§ **Goal of the exercise**
Copy out every line of the data below, from the line containing "For the evaluation set, locate the pale" down to the line containing "x=403 y=356", with both of those lines included. Keep each line identical to the original.

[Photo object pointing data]
———
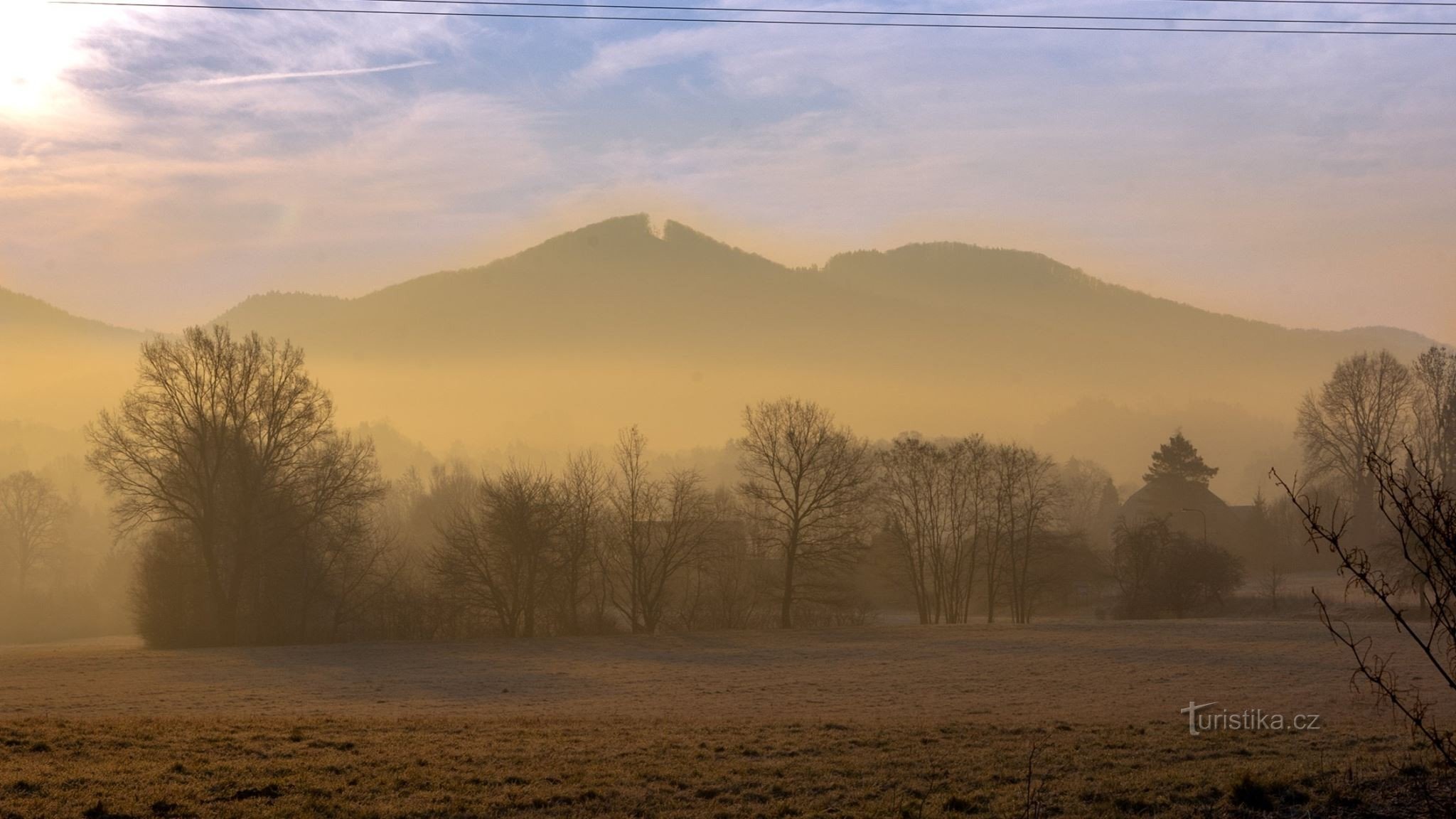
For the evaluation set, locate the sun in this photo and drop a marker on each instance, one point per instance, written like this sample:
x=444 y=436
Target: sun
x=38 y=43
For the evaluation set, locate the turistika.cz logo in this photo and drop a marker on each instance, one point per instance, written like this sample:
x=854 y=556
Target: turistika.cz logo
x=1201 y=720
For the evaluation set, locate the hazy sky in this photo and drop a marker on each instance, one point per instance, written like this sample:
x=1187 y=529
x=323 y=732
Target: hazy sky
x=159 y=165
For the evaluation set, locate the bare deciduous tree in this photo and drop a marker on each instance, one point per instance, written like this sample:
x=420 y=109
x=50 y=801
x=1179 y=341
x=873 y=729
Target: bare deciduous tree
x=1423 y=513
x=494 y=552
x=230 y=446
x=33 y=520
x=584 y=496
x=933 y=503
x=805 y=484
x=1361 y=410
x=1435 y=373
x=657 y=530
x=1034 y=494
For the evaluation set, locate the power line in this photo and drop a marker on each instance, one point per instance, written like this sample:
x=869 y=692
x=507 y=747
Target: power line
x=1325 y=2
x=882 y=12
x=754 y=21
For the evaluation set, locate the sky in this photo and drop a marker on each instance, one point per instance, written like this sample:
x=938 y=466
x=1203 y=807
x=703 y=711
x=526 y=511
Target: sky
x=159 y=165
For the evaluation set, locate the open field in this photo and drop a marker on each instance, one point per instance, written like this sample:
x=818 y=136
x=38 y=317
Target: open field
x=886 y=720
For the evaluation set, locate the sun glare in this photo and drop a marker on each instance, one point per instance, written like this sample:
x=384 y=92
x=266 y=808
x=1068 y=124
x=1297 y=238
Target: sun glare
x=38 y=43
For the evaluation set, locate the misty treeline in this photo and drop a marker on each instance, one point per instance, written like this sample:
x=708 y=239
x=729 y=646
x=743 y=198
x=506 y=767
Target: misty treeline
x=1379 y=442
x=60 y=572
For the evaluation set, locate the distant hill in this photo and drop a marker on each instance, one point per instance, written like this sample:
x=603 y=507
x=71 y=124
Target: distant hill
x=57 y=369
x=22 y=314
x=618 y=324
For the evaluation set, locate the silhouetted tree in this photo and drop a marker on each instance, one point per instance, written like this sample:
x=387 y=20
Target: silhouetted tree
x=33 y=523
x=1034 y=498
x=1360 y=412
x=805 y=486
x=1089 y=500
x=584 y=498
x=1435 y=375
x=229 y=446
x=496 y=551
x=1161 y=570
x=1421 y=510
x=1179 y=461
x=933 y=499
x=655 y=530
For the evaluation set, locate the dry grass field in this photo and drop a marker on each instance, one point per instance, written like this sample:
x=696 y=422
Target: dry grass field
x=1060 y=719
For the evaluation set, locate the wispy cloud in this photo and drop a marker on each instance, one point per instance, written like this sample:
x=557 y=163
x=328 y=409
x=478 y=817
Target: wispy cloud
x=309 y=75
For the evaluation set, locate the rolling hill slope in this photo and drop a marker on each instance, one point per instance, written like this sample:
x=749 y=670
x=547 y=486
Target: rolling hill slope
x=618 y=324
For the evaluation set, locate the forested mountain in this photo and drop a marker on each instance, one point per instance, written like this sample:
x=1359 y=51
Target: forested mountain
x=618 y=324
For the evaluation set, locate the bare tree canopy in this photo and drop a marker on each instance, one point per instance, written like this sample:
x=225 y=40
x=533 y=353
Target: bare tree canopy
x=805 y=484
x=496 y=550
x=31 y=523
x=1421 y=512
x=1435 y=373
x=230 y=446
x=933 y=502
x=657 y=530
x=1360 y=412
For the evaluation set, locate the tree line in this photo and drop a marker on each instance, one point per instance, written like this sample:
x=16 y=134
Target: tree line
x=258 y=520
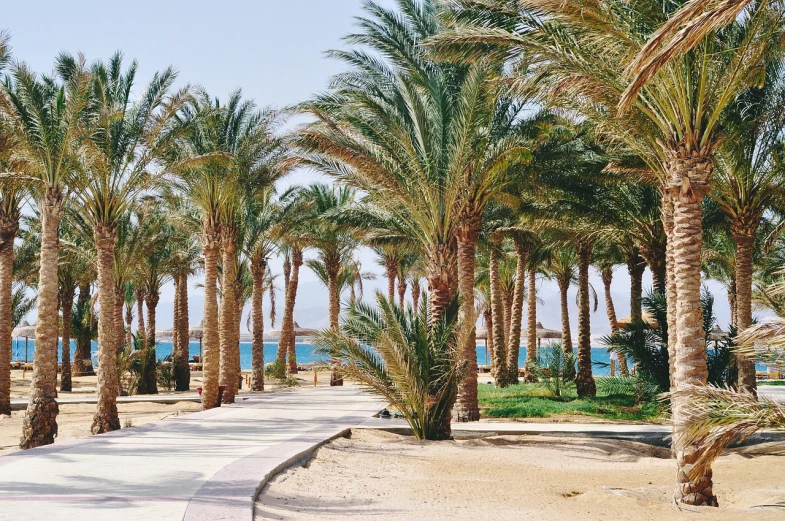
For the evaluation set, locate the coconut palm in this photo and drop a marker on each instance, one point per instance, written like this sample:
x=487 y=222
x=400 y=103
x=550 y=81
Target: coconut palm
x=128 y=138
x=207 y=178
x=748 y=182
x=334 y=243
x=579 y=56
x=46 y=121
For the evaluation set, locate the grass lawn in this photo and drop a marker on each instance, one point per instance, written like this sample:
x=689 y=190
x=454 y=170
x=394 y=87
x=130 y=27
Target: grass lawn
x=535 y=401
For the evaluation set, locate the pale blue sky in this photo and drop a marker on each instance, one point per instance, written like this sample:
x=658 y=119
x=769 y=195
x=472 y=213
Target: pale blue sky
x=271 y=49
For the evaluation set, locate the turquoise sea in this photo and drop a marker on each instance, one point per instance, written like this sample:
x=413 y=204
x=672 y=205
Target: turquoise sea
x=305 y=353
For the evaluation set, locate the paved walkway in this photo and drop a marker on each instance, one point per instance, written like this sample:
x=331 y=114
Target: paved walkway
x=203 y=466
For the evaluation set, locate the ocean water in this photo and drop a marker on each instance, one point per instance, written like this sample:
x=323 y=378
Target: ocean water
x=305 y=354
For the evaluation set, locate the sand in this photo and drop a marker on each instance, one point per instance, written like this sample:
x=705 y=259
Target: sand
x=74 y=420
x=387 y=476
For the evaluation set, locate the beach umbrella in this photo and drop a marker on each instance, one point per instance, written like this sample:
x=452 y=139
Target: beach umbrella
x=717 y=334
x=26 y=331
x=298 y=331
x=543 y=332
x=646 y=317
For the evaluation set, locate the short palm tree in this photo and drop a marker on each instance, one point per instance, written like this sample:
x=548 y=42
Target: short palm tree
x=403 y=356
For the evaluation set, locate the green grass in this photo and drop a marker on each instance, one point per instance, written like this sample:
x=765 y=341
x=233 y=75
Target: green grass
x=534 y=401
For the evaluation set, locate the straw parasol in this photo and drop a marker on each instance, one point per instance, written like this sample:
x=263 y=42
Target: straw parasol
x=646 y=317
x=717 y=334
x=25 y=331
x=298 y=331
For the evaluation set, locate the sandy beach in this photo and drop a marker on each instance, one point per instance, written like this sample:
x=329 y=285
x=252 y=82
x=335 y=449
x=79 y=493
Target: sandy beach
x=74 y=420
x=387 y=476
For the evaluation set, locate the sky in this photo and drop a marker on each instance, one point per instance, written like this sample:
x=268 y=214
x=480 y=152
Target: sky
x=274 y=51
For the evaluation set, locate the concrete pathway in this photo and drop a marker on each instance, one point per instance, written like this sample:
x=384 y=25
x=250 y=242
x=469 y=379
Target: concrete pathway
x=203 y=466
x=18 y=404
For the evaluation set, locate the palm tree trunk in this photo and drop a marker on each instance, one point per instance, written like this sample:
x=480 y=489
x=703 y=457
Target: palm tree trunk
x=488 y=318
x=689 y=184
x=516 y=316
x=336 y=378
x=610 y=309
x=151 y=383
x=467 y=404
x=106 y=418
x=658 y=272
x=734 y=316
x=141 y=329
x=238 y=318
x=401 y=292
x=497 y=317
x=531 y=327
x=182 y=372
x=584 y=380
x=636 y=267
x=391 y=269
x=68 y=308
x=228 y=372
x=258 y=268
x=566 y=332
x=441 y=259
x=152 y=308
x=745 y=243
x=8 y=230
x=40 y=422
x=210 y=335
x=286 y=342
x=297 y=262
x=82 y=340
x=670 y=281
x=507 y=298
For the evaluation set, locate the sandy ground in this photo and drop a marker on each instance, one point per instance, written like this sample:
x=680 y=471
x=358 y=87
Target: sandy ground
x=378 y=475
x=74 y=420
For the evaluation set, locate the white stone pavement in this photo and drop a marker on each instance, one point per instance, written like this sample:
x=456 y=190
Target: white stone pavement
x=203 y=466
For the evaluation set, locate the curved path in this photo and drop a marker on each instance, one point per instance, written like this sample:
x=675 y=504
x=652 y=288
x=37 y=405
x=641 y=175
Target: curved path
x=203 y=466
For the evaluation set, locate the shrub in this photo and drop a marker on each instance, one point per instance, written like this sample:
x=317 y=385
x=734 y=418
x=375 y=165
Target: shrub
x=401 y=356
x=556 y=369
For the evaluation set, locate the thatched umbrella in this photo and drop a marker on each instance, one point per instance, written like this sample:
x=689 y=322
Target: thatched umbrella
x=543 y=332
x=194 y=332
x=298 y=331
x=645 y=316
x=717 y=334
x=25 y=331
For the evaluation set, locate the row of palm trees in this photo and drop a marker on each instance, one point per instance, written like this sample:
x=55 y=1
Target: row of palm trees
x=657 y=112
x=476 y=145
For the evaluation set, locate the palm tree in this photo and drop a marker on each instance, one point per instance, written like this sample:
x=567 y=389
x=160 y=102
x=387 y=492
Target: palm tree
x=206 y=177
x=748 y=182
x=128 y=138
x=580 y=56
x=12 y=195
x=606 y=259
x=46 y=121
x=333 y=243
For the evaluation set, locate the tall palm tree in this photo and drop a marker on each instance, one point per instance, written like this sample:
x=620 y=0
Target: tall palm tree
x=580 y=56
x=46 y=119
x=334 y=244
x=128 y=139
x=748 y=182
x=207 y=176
———
§ **Response to this exercise**
For the evaluation set, locate the pale blue sky in this photo and drop a marker on each instance, one point per instance, written like this sample:
x=658 y=119
x=769 y=195
x=472 y=213
Target: pale blue sky
x=271 y=49
For the evaluation set, locate the turquoise sea in this photo and drop a marker on each instance, one point per instance, written like this sample:
x=413 y=204
x=672 y=205
Target: turquoise sea
x=305 y=353
For the evaluation set, locate the paved walkway in this photo and drop a marker on each instance, one point per instance, written like this sample:
x=331 y=114
Target: paved walkway
x=203 y=466
For the evaluation set, locate the ocean water in this photo and drop a marker on each instance, one point per instance, written like this sample:
x=323 y=378
Target: ocean water
x=305 y=354
For the evaluation set, locate the sand in this photo and drop a marker on each instance, one point per instance, written like this sample:
x=705 y=259
Target: sand
x=74 y=420
x=387 y=476
For the evaluation set, locate the beach umbrella in this photo and drop a marker on each instance, one point per instance, written like this sample:
x=452 y=139
Target: beach umbrella
x=717 y=334
x=26 y=331
x=298 y=331
x=543 y=332
x=646 y=317
For the evaluation set, locate the short palm tree in this photo and drop a marker on each instance, one point per instance, written like this sample:
x=548 y=42
Target: short palm tree
x=403 y=356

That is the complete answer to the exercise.